Count the lines in the entries below that contain the string "purple", matching case exactly, and reply with only the number.

[Point labels for objects]
####################

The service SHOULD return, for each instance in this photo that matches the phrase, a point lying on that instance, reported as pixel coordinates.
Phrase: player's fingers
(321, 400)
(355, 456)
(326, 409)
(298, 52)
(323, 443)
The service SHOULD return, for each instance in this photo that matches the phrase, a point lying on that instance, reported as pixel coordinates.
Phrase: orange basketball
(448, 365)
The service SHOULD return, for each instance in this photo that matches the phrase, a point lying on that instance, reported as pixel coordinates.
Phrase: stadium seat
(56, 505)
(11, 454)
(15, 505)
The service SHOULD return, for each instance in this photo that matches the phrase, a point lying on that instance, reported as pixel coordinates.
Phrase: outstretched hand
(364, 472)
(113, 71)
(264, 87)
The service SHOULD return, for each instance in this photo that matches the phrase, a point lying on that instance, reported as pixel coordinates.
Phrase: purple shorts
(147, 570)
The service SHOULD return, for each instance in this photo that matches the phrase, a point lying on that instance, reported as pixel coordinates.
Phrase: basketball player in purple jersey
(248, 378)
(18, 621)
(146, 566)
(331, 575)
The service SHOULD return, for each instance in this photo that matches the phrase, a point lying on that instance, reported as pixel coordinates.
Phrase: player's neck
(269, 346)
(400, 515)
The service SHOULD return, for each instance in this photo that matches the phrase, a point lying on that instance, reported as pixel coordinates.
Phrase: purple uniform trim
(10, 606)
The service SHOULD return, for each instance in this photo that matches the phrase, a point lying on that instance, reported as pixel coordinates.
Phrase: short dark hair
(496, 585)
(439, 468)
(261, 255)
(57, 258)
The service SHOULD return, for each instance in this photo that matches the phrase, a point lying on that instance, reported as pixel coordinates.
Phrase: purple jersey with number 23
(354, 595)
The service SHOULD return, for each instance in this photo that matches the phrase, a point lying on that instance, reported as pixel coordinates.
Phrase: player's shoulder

####################

- **Problem solution**: 4